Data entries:
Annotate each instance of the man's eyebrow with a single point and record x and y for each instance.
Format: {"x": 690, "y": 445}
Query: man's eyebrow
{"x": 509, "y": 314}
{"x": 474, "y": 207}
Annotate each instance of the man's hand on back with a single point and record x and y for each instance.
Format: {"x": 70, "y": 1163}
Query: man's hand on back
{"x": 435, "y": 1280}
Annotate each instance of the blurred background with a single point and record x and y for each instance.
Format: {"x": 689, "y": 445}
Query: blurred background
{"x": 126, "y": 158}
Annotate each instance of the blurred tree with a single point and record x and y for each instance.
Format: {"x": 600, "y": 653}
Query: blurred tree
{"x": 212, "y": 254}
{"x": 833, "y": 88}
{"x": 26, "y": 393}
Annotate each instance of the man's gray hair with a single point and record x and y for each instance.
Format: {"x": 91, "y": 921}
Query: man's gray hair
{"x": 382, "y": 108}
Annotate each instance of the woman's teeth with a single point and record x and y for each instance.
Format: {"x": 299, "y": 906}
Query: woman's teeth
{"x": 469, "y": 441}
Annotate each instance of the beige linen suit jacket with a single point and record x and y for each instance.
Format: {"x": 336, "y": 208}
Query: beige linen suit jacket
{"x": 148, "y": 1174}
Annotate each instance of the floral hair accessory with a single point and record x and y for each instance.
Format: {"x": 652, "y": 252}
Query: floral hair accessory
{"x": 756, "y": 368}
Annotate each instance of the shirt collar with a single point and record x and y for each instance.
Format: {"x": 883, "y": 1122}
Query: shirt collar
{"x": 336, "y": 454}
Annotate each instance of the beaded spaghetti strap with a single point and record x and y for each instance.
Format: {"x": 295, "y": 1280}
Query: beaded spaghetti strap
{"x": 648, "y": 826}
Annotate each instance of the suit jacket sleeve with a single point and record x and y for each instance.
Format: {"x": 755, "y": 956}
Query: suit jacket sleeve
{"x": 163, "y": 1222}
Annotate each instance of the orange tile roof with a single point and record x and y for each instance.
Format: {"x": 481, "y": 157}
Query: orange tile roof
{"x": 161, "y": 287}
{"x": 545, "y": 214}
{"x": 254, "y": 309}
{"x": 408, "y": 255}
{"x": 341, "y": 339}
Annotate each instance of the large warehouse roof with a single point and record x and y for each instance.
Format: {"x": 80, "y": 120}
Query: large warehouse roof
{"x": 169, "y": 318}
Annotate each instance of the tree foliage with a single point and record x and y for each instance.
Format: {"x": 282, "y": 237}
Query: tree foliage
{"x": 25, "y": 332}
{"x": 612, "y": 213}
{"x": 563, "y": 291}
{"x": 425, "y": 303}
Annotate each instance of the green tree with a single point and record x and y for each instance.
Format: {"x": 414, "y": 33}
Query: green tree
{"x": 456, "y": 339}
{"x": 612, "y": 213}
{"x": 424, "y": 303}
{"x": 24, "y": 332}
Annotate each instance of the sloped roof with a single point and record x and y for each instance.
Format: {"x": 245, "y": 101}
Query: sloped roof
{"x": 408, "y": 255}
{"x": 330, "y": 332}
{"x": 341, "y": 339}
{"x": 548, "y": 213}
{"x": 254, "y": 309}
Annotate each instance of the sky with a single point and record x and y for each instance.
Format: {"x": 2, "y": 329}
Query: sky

_What is being asked_
Print the material above once more, exactly.

_Result of this task_
Annotate each instance of the man's eyebrow with a single point and record x and y for each instance.
Format: {"x": 690, "y": 445}
Query: man's eyebrow
{"x": 509, "y": 314}
{"x": 474, "y": 207}
Annotate each instance of the man's hand on back with a single point and record x and y for each instance.
Format: {"x": 70, "y": 1163}
Query: man's hand on back
{"x": 435, "y": 1280}
Annotate each instance of the blurred background with a single point and record x and y for each instance.
Format: {"x": 689, "y": 445}
Query: blurred background
{"x": 126, "y": 158}
Annotate each instance of the blurred tree with a single point and record x and y for each instance.
Format: {"x": 600, "y": 653}
Query: blurred tree
{"x": 212, "y": 254}
{"x": 833, "y": 88}
{"x": 26, "y": 393}
Annotate each instance of the man's gray hair with a single point and record x and y for each instance.
Format: {"x": 91, "y": 921}
Query: man's gray hair
{"x": 382, "y": 108}
Annotate each instance of the woman's teeth with a single point and record x and y for each instance.
Format: {"x": 299, "y": 906}
Query: woman's teeth
{"x": 469, "y": 441}
Annotate each instance of the beige linen suit jacket with a single point and record x and y for each instance.
Format: {"x": 336, "y": 208}
Query: beige linen suit jacket
{"x": 148, "y": 1174}
Annotate each instance of the floral hair accessory with a single point and record x and y for each instance.
Format: {"x": 652, "y": 252}
Query: floral hair accessory
{"x": 756, "y": 368}
Annotate each instance of the shirt collar with a single point and record x and y for each instance.
Format: {"x": 883, "y": 1122}
Query: shirt collar
{"x": 336, "y": 454}
Annotate each instance of the beaded spaghetti strap with a single point and record x and y for each instance.
Format: {"x": 295, "y": 1280}
Query: beaded spaghetti strap
{"x": 648, "y": 826}
Annotate each instance of the suit jacket sleeve with a single point and record x and y for each instance.
Format: {"x": 755, "y": 956}
Query: suit jacket sleeve
{"x": 163, "y": 1222}
Annotate each instance of the orange tile roof with a single point and record x and y for each instance.
Format: {"x": 481, "y": 157}
Query: orange tile roof
{"x": 161, "y": 287}
{"x": 545, "y": 214}
{"x": 254, "y": 309}
{"x": 408, "y": 255}
{"x": 341, "y": 339}
Annotate each instance of the large warehouse roof with a single point and record x and y for each instance.
Format: {"x": 80, "y": 120}
Query: large warehouse roof
{"x": 169, "y": 318}
Annotate each instance of the tree foliage with a single point and record x and y for each instance.
Format: {"x": 282, "y": 237}
Query: tree foliage
{"x": 25, "y": 332}
{"x": 612, "y": 213}
{"x": 563, "y": 291}
{"x": 425, "y": 303}
Annotate each instance of the green tree with a single point and record x and y for each instance.
Format: {"x": 414, "y": 33}
Query: green tree
{"x": 456, "y": 339}
{"x": 612, "y": 213}
{"x": 424, "y": 303}
{"x": 24, "y": 332}
Annotate each instance of the sloped roof with a single point and record x and y for each instance.
Format: {"x": 245, "y": 101}
Query: sloped roof
{"x": 408, "y": 255}
{"x": 330, "y": 332}
{"x": 341, "y": 339}
{"x": 548, "y": 213}
{"x": 254, "y": 309}
Annotate each instance of the sky with a single point and record x and y for each instance.
Format: {"x": 2, "y": 329}
Query: sky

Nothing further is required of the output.